▶ GIVEN INSTRUCTION: Copy out each line exactly as it appears.

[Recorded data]
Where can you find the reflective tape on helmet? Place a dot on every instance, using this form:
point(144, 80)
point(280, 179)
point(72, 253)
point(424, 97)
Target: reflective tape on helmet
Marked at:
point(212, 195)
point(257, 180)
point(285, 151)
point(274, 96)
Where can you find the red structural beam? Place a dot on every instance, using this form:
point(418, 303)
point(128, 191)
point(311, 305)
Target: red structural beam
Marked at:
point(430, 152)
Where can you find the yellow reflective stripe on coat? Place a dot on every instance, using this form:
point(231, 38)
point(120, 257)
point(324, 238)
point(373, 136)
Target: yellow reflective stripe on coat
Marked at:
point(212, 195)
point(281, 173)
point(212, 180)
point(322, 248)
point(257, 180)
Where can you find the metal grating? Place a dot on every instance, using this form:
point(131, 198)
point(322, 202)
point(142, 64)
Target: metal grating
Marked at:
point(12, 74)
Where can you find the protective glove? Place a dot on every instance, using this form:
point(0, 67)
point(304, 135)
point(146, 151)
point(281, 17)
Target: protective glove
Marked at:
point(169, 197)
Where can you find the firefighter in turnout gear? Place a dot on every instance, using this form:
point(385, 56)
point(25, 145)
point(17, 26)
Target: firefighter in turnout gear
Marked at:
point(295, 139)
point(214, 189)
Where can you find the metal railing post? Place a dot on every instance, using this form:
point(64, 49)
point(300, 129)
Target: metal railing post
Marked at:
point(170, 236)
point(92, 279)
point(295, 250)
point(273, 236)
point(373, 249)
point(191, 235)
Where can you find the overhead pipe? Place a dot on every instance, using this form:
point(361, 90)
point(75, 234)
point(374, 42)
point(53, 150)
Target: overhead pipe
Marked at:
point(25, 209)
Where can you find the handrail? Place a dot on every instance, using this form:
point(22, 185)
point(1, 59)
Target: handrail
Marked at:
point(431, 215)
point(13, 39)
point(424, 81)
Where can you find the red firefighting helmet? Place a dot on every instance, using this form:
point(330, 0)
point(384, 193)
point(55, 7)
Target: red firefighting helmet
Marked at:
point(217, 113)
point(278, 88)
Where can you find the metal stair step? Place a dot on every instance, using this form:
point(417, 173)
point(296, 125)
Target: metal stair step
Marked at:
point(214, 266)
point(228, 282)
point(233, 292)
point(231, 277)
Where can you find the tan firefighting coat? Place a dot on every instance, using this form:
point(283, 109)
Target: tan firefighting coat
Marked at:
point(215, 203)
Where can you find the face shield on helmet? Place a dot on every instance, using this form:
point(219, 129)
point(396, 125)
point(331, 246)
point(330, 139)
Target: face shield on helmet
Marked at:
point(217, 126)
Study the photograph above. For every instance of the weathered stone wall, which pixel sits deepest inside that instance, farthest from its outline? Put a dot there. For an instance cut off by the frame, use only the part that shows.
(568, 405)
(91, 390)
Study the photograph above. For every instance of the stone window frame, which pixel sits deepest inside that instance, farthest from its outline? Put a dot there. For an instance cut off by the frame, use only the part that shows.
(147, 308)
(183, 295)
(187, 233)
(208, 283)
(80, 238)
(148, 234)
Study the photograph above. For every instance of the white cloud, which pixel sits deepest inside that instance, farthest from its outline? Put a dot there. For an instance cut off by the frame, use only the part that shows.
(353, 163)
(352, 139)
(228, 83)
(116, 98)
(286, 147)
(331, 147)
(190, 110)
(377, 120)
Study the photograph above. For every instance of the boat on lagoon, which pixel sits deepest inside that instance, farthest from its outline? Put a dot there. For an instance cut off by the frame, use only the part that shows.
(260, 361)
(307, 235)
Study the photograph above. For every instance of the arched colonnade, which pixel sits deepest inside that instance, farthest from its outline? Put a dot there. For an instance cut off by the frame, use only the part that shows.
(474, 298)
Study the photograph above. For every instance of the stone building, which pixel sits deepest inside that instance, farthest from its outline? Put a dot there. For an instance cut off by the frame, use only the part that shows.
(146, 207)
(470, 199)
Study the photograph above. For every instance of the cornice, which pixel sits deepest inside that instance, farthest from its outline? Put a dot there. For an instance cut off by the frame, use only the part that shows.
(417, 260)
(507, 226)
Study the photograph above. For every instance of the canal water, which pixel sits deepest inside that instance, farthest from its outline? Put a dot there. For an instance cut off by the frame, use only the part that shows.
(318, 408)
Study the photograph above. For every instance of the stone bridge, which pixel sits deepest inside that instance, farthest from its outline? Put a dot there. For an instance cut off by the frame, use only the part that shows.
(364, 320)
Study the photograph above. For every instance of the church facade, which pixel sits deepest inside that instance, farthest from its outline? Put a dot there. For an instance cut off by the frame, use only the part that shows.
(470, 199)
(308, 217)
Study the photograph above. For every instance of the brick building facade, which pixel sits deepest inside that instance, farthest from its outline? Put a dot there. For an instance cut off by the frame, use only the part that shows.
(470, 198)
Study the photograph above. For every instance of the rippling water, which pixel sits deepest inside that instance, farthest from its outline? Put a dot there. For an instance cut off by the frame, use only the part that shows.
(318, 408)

▶ THE OUTPUT:
Where can you find the reflective tape on helmet? Place a dot on every instance, using this form:
point(144, 80)
point(280, 179)
point(72, 253)
point(424, 97)
Target: reflective tape on helmet
Marked at:
point(212, 195)
point(257, 180)
point(285, 151)
point(274, 96)
Where can you find the red structural beam? Place a dot on every instance, using this form:
point(418, 303)
point(128, 191)
point(311, 305)
Target: red structural beam
Marked at:
point(430, 152)
Where can you find the yellow reflective stripe on coat? Place a dot on every instance, using this form:
point(231, 38)
point(120, 257)
point(324, 238)
point(373, 136)
Target: yellow reflective stripe on coat
Marked at:
point(212, 195)
point(281, 173)
point(212, 180)
point(322, 248)
point(257, 180)
Where can you find the metal grating? Place a dot on every instance, using this form:
point(131, 198)
point(322, 202)
point(142, 64)
Target: metal grating
Marked at:
point(12, 74)
Where can you find the protective glove? Place a dot on every instance, using this form:
point(0, 67)
point(304, 135)
point(146, 151)
point(281, 17)
Target: protective glove
Marked at:
point(169, 197)
Where can you find the firefighter in turnout gear? Place a dot on every instance, using this form:
point(385, 56)
point(25, 145)
point(17, 26)
Target: firefighter in turnout gear
Marked at:
point(295, 139)
point(214, 189)
Where can you find the metal railing post? Place a dot on every instance, using this form:
point(64, 49)
point(300, 129)
Target: metal railing post
Marked at:
point(170, 236)
point(92, 279)
point(295, 250)
point(273, 236)
point(373, 249)
point(191, 235)
Where can you find the overhead pipe? Place a dot on every instance, using this form:
point(361, 90)
point(75, 234)
point(374, 42)
point(53, 150)
Target: overhead pipe
Marked at:
point(25, 209)
Where can you find the handrail? Place a dot on every instance, using this form:
point(22, 185)
point(1, 59)
Target: handrail
Marked at:
point(431, 215)
point(13, 39)
point(424, 81)
Where can you find the red firefighting helmet? Place a dot on every instance, using this form:
point(330, 0)
point(384, 193)
point(55, 7)
Target: red firefighting helmet
Marked at:
point(217, 113)
point(278, 88)
Where can you find the metal stair step? Place a dot on every instance, using this form:
point(417, 173)
point(296, 125)
Target: metal stair step
Marked at:
point(214, 266)
point(228, 282)
point(233, 292)
point(231, 277)
Where can you find the tan firefighting coat? Place a dot on every instance, using this form:
point(283, 109)
Target: tan firefighting coat
Marked at:
point(215, 203)
Where can you find the face shield on helmet? Place a dot on every instance, using this form:
point(219, 129)
point(396, 125)
point(331, 246)
point(330, 139)
Target: face shield on helmet
Marked at:
point(217, 126)
Study the photograph above. For every instance of the weathered stone wall, which pixel sits deepest inside that instance, farthest from its outline? Put a dot there. For an instance cut off by the frame, use only the part that shows.
(568, 405)
(91, 390)
Study the photograph above. For every instance of the stone window frame, which pixel sits deepest inside that instance, farthest from its outline? Put a dot there. For an instance cut off by the frame, use only the part that shows.
(147, 308)
(183, 295)
(187, 233)
(208, 283)
(80, 238)
(148, 234)
Study the photograph above. For every instance of the white cloud, which pixel sits deepest inside that instance, farthest from its outline? Put a dot there. For an instance cut off by the frame, use only the part that shows.
(353, 163)
(352, 139)
(228, 83)
(116, 98)
(286, 147)
(331, 147)
(190, 110)
(377, 120)
Study the photograph above. For every instance of the boat on lagoon, which pixel sits deepest inside that instance, farthest from its outline? Put a dot there. For an instance cut off by the frame, use only the part that shows.
(260, 361)
(307, 235)
Study the photograph above. For every instance of the arched colonnade, which pixel sits deepest inside that instance, farthest from its outline? Put a dot there. For an instance cut off by the frame, use only the part that shows.
(474, 298)
Study the photograph above. For every instance of the stone building, which pixel sits deepest inside that instance, farthest from its outline? Put a dot there. For an instance cut off by the frame, use only the part that shows.
(146, 207)
(470, 199)
Study the photograph above. For every instance of the cornice, which pixel sits deepest inside that instance, farthest from its outline? Put a dot there. For an instance cut off by the frame, use only the part that shows.
(417, 260)
(507, 226)
Study the photograph above. For every instance of the canal water, which pixel sits deepest inside that instance, farthest from its outline? Put a dot there. For an instance cut off by the frame, use only the part that shows.
(318, 408)
Study the photograph above. For every instance of the stone bridge, which pixel sits deepest inside that instance, farthest from its outline? Put a dot there. For an instance cut off by the frame, use only the part that shows.
(364, 320)
Study the photograph above. For every instance of the church facade, which pixel sits deepest inside that instance, farthest from its outline? Put a dot there. For an instance cut off by the frame, use only the part that shows.
(470, 199)
(308, 217)
Study the photograph above. For every instance of the brick building facade, which pixel sits deepest inside that instance, farthest from its outline? Put a dot there. For an instance cut off by the frame, use only the part that shows.
(470, 198)
Study the photograph above. For every instance of the rippling water, which pixel sits deepest inside that instance, farthest from its outline? Put a dot there. For an instance cut off by the frame, use only the part that shows.
(318, 408)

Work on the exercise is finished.